**** Document section

One should always look and plan for the edge of the cliff well well in advance.

Preferably with a parachute ready to deploy!

Its best not to dismiss. But to plan ahead.

Mark C R UK

"BP's Statistical Review is the most widely used estimate of world oil reserves but as Dr Campbell points out it is only a summary of highly political estimates supplied by governments and oil companies.

As Dr Campbell explains: "When I was the boss of an oil company I would never tell the truth. It's not part of the game."

A survey of the four countries with the biggest reported reserves - Saudi Arabia, Iran, Iraq and Kuwait - reveals major concerns. In Kuwait last year, a journalist found documents suggesting the country's real reserves were half of what was reported. Iran this year became the first major oil producer to introduce oil rationing - an indication of the administration's view on which way oil reserves are going.

Sadad al-Huseini knows more about Saudi Arabia's oil reserves than perhaps anyone else. He retired as chief executive of the kingdom's oil corporation two years ago, and his view on how much Saudi production can be increased is sobering. "The problem is that you go from 79 million barrels a day in 2002 to 84.5 million in 2004. You're leaping by two to three million [barrels a day]" each year, he told The New York Times. "That's like a whole new Saudi Arabia every couple of years. It can't be done indefinitely." "

********
**** Records for this exercise

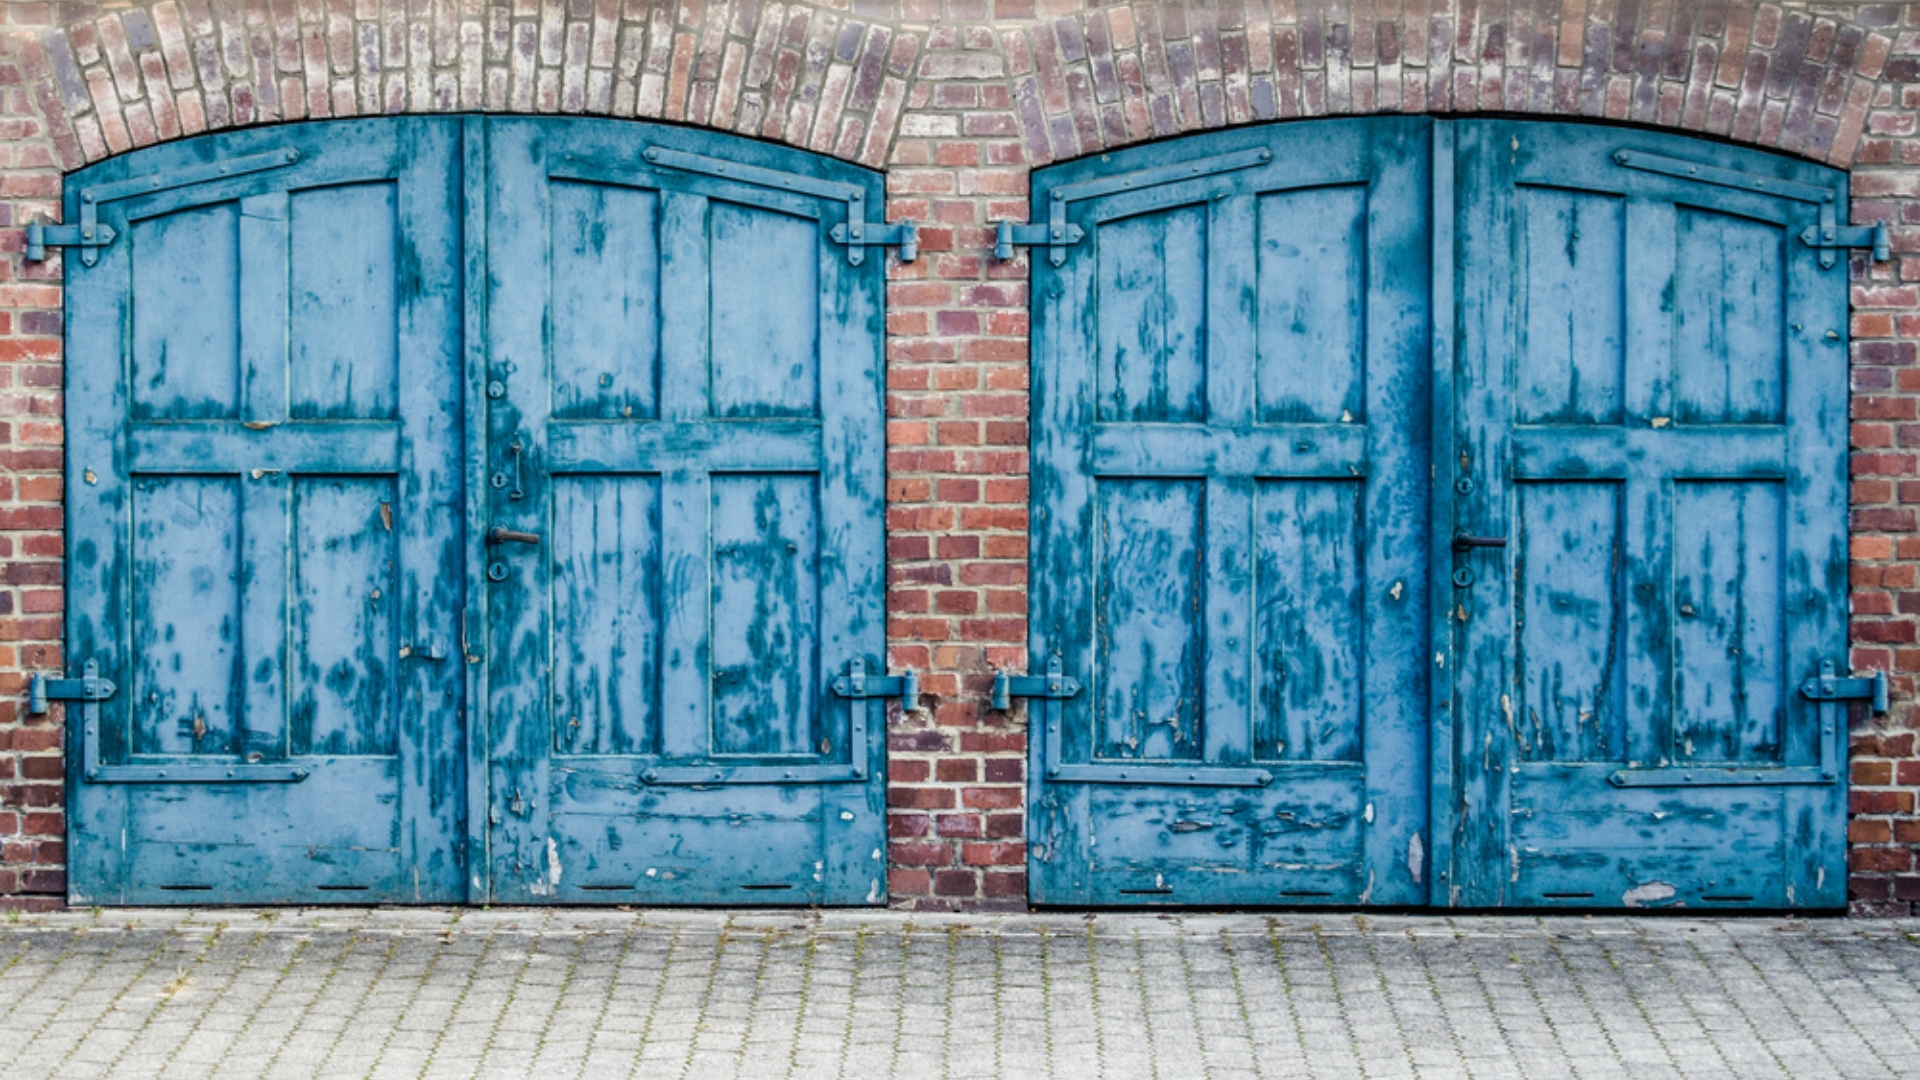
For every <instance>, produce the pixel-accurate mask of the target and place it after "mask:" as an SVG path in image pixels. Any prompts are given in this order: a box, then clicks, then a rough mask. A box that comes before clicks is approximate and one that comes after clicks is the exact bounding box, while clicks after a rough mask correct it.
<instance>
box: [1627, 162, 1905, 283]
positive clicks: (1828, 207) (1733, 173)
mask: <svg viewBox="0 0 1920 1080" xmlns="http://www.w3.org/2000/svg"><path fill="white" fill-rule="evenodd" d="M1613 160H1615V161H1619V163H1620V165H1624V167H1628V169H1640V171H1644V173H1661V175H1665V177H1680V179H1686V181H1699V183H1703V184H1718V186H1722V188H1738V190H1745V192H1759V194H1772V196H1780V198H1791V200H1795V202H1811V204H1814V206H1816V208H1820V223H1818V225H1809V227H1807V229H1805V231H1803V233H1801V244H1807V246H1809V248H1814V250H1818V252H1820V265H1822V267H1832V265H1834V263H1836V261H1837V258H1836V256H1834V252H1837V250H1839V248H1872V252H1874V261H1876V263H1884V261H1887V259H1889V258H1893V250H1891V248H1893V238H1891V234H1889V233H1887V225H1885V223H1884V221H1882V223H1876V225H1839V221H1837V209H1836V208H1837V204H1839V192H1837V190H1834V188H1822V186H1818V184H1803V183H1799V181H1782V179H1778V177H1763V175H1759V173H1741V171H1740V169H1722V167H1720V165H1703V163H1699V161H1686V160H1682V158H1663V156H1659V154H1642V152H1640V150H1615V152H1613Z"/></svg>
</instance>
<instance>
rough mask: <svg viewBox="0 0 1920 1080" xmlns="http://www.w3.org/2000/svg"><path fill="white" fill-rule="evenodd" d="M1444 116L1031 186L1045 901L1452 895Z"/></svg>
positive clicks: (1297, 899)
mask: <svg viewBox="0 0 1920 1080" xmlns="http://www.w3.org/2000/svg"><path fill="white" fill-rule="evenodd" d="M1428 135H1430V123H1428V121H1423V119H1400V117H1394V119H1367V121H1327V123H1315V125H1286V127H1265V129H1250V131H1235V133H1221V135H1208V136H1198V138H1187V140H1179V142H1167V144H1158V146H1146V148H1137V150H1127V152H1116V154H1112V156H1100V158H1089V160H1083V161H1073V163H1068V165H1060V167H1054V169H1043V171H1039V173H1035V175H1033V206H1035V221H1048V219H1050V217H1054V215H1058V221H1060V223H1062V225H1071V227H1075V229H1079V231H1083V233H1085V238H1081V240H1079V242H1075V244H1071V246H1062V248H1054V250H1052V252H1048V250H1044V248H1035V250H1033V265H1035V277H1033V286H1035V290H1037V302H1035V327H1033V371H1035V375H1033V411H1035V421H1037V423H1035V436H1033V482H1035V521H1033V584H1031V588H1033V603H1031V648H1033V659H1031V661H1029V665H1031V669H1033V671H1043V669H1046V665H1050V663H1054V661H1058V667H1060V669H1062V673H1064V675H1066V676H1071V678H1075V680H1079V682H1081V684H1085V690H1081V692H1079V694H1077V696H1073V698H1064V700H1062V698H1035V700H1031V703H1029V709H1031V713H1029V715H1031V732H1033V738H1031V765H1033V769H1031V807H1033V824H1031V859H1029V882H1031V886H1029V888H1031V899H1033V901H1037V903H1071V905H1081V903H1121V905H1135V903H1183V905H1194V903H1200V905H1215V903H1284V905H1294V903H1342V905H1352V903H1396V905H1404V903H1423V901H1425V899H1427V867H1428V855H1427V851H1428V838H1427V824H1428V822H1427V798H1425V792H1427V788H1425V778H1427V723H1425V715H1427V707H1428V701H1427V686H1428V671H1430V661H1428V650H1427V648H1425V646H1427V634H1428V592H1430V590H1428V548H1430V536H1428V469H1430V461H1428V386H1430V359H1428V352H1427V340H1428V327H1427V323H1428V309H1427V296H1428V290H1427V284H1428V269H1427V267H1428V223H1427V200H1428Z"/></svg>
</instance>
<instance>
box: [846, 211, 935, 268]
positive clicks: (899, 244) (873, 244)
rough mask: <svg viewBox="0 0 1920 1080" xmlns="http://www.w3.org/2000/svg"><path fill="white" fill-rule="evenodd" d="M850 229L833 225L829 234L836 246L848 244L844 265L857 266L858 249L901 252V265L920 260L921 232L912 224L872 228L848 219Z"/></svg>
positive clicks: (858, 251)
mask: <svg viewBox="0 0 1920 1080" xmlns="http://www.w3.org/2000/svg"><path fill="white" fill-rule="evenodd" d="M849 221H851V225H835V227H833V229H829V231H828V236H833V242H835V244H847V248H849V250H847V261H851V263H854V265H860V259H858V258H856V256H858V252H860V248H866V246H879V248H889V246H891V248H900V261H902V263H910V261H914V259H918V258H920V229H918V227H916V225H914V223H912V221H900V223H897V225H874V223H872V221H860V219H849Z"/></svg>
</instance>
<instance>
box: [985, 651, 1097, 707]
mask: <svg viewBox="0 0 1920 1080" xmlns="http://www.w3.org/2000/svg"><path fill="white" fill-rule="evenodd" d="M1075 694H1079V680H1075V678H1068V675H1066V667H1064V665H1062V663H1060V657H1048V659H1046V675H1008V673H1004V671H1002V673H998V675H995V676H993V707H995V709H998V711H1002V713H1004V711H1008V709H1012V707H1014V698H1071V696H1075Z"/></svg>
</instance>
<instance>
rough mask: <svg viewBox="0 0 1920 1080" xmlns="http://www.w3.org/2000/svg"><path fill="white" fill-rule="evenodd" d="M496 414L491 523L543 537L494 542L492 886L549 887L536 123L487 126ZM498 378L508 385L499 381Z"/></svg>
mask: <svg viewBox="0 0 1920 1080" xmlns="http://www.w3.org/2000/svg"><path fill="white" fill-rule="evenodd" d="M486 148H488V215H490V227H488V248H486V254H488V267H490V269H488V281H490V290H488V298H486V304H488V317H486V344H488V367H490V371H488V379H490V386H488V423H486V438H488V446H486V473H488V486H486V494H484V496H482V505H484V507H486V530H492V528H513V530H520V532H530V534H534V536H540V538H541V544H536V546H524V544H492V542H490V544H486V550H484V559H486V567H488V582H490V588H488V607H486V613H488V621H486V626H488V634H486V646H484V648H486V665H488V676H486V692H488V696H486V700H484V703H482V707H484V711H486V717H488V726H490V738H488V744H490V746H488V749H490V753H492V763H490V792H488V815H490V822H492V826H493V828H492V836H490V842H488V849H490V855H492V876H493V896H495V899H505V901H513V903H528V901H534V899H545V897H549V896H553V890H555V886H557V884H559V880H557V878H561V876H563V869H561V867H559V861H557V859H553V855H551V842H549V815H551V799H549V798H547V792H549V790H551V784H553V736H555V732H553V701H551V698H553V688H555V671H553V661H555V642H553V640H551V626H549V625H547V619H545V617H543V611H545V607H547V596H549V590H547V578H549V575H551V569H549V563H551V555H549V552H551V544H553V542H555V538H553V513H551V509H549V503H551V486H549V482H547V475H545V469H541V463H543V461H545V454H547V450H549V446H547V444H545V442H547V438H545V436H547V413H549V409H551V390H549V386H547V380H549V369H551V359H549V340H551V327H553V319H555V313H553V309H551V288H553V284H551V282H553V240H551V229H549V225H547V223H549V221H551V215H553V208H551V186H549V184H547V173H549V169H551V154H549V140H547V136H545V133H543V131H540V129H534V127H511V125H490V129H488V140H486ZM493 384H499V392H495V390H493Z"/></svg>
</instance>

********

◆ Exercise A ◆
Sum up the passage on oil reserves in two sentences.
◆ Exercise B ◆
Select every line of the records containing the word "positive", taking case into account.
The text and the records have nothing to do with each other.

◆ Written answer A ◆
A commenter says one should plan well ahead for the edge of the cliff instead of dismissing it. A quoted passage says BP's Statistical Review only summarizes political estimates from governments and oil companies, the four countries with the largest reported reserves raise major concerns, and Sadad al-Huseini, a former chief executive of Saudi Arabia's oil corporation, says rapid production growth can't go on indefinitely.

◆ Written answer B ◆
positive clicks: (1828, 207) (1733, 173)
positive clicks: (1297, 899)
positive clicks: (899, 244) (873, 244)
positive clicks: (858, 251)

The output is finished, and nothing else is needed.